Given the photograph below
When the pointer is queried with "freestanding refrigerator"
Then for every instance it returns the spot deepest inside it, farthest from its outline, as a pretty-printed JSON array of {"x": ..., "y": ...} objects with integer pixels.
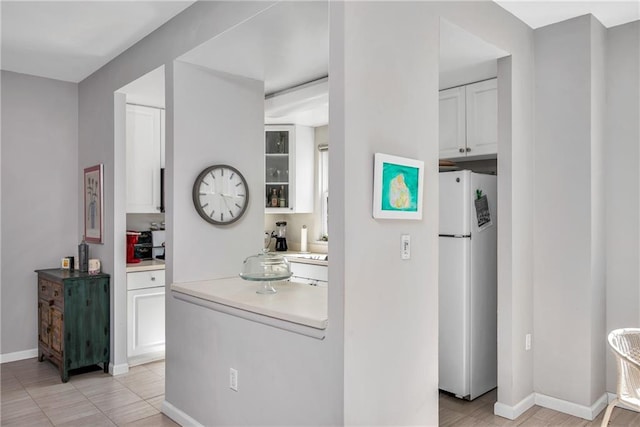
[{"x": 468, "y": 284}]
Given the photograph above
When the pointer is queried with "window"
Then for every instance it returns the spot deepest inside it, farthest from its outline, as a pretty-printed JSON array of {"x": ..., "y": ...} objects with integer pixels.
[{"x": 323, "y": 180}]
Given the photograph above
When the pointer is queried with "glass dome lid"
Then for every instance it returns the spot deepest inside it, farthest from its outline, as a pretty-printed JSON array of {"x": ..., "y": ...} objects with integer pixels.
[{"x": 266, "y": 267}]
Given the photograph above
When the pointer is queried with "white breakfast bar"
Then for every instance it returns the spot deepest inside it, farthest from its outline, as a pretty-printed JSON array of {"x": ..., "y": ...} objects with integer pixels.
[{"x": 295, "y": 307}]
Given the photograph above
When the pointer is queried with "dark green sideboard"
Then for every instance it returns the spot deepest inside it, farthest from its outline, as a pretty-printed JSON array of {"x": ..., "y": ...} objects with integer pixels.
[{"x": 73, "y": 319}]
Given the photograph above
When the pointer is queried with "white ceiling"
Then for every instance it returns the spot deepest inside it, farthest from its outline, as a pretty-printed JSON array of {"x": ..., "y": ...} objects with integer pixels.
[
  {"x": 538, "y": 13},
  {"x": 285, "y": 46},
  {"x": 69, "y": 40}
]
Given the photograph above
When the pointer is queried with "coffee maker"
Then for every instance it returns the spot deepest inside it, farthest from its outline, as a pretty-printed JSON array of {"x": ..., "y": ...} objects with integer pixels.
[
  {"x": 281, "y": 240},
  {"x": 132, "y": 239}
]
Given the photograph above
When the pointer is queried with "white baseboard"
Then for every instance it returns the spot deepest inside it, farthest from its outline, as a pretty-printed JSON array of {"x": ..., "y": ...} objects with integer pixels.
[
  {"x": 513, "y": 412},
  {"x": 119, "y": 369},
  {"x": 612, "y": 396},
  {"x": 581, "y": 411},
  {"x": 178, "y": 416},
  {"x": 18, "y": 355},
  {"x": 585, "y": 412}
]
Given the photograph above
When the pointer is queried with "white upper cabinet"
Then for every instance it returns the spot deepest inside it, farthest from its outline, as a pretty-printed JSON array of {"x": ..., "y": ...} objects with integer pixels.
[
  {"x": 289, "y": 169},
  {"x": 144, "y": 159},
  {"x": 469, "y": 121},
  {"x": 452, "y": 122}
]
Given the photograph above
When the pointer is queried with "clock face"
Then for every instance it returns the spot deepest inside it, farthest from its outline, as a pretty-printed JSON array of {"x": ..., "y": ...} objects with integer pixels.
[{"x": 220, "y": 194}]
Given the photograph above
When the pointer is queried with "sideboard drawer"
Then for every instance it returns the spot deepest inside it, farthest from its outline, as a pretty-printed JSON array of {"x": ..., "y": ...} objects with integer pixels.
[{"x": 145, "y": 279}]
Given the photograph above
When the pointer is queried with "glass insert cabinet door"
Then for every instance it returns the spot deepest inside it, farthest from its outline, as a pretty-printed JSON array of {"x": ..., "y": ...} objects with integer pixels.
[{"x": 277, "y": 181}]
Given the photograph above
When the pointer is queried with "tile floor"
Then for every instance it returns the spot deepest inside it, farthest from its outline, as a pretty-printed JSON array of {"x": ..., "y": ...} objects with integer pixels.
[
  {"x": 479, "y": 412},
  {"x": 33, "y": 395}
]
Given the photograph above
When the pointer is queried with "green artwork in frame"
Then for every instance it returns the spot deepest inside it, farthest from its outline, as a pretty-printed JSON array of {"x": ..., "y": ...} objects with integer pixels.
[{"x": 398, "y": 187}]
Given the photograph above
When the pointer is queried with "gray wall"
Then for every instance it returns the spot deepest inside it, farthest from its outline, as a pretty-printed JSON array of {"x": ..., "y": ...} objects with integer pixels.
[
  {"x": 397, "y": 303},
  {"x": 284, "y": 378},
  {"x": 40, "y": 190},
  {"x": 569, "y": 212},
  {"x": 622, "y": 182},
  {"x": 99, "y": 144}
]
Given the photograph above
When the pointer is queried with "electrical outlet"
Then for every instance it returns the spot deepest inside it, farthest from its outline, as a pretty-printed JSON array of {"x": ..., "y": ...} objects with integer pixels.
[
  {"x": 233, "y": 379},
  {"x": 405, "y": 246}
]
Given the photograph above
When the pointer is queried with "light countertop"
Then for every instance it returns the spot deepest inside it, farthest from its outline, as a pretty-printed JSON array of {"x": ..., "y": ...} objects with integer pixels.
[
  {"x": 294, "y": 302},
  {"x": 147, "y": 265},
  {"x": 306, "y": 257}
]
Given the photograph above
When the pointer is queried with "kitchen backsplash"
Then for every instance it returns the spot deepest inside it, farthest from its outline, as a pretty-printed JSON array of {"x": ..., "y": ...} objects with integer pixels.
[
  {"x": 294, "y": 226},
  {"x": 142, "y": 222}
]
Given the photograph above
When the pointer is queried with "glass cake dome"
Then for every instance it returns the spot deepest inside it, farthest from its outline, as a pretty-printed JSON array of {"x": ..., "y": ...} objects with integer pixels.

WHAT THE EXERCISE ASKS:
Output the lines above in full and exactly as given, omitting any pictures.

RESPONSE TO THIS TASK:
Given the photograph below
When the pointer is queried with "freestanding refrigerator"
Then for every instance it returns the spot deepest inside it, farthest from its outline, as a pretty-printed JSON array of {"x": ..., "y": ...} objects with integer pixels.
[{"x": 468, "y": 284}]
Given the photograph above
When the pointer is queried with "window"
Then for every instance it returns the spot deepest inside it, farthest from its outline, as a pretty-printed JSON array of {"x": ..., "y": ...} objects with integer pixels.
[{"x": 323, "y": 180}]
Given the photograph above
When the pointer is queried with "glass dome lid"
Then for every instance it returns the spot deepest inside it, farthest from its outline, as a pretty-printed JSON array of {"x": ..., "y": ...} objects with integer pixels.
[{"x": 266, "y": 267}]
Given the photograph above
When the pointer is queried with "white breakfast bar"
Then for every instance it returns the spot deepest inside it, farthest from its outline, as a pretty-printed JSON array of {"x": ..., "y": ...} objects with integer pixels.
[{"x": 295, "y": 307}]
Given the photograph above
When the pointer is queried with "dark green sideboard"
Then for every instance it returns the spot deepest inside it, farthest from its outline, as a pretty-printed JSON array of {"x": ..., "y": ...} objects with integer pixels.
[{"x": 73, "y": 319}]
Given the photograph above
When the pointer is queried with "white ceiling"
Then for every instance it returns the spot deepest inside it, farthest from its outline, as a pretty-printed JSON array of {"x": ..., "y": ...} objects with integer pixels.
[
  {"x": 538, "y": 13},
  {"x": 285, "y": 46},
  {"x": 69, "y": 40}
]
Given the photograph above
When the pointer is queried with "coffee maker"
Then for every instance it returns the spot deepest inside it, farthest from its outline, as a pretty-printed JSON array of {"x": ..., "y": ...} objects with integer pixels.
[
  {"x": 281, "y": 240},
  {"x": 132, "y": 239}
]
Given the photograph above
When the pointer is queried with "white baseboard"
Then for every instance it returns the spot deepest inside it, farthest from its outline, as a pretty-printed JSON array of {"x": ..., "y": ...} objects with integer pixels.
[
  {"x": 513, "y": 412},
  {"x": 119, "y": 369},
  {"x": 612, "y": 396},
  {"x": 581, "y": 411},
  {"x": 178, "y": 416},
  {"x": 18, "y": 355},
  {"x": 585, "y": 412}
]
Given the photograph above
When the pointer is queried with "white upper cabinet"
Then for every instance it returns the spot deepest inside it, farthest from its outline, as a pretty-printed JSON array of {"x": ..., "y": ...} objects with integer pixels.
[
  {"x": 289, "y": 169},
  {"x": 144, "y": 159},
  {"x": 469, "y": 121},
  {"x": 452, "y": 122}
]
Given the photograph above
When the pointer is queried with "clock face"
Then for every instance it returns the spot deepest inside it, farthest from its outline, as a pretty-printed JSON array of {"x": ..., "y": ...} objects with integer pixels.
[{"x": 220, "y": 194}]
Given the photograph above
When the pointer is queried with "sideboard drawer"
Then for every instance it returns the spot deepest inside it, farthest from its outline, as a pretty-printed JSON array of {"x": ..., "y": ...} objects with integer pixels.
[{"x": 145, "y": 279}]
Given the photograph above
When the pointer is queried with "glass insert cabinet door"
Then for every instance it returns the spot deepest inside it, farthest from its outline, as a pretty-printed JSON array of {"x": ..., "y": ...} objects with integer pixels.
[{"x": 277, "y": 181}]
Given the photograph above
When the pointer is queried with "tile floor"
Then for every instance it returns the spot deepest inside it, farthest from its outline, as a pretty-printed JSON array of {"x": ..., "y": ...} objects with integer pixels.
[
  {"x": 479, "y": 412},
  {"x": 33, "y": 395}
]
Given the photograph above
When the pointer is queried with "green artwork in frame"
Then for every instance it returns the spot deepest inside it, farthest from its outline, as a pretty-printed JSON array of {"x": ..., "y": ...} objects with integer pixels.
[{"x": 398, "y": 187}]
Given the photograph above
When the pointer is queried with "gray wall"
Then for every instance it returns the spot deepest inside it, farthest from its outline, as a pretty-printed JSON array of {"x": ..., "y": ...} objects with integer pixels.
[
  {"x": 397, "y": 303},
  {"x": 284, "y": 378},
  {"x": 40, "y": 190},
  {"x": 569, "y": 212},
  {"x": 622, "y": 182},
  {"x": 99, "y": 144}
]
Given the photograph above
When the pointer is queried with "electrical outlet"
Then for every instance it returns the spot deepest inside it, farthest from its outline, as a pretty-printed JSON array of {"x": ..., "y": ...} objects with integer pixels.
[
  {"x": 233, "y": 379},
  {"x": 405, "y": 246}
]
Given the photograph above
When the pointer is queried with "light countertop"
Then for every instance it returns the spot deepest inside it, farthest from its outline, as a pretty-printed JSON array of {"x": ..., "y": ...} objects with integer pixels.
[
  {"x": 294, "y": 302},
  {"x": 147, "y": 265},
  {"x": 306, "y": 257}
]
Given the photograph above
When the pointer is queried with "kitchen backsplash"
Then for every instance it returns the spot deepest inside it, farthest from its outline, as a pretty-printed JSON array of {"x": ..., "y": ...} objects with integer pixels.
[
  {"x": 294, "y": 226},
  {"x": 142, "y": 222}
]
Given the photograph above
When the pointer is queried with "glass cake dome"
Then for every instance it returns the spot deepest inside it, farthest from its outline, as a pretty-printed JSON array of {"x": ..., "y": ...} objects with integer pixels.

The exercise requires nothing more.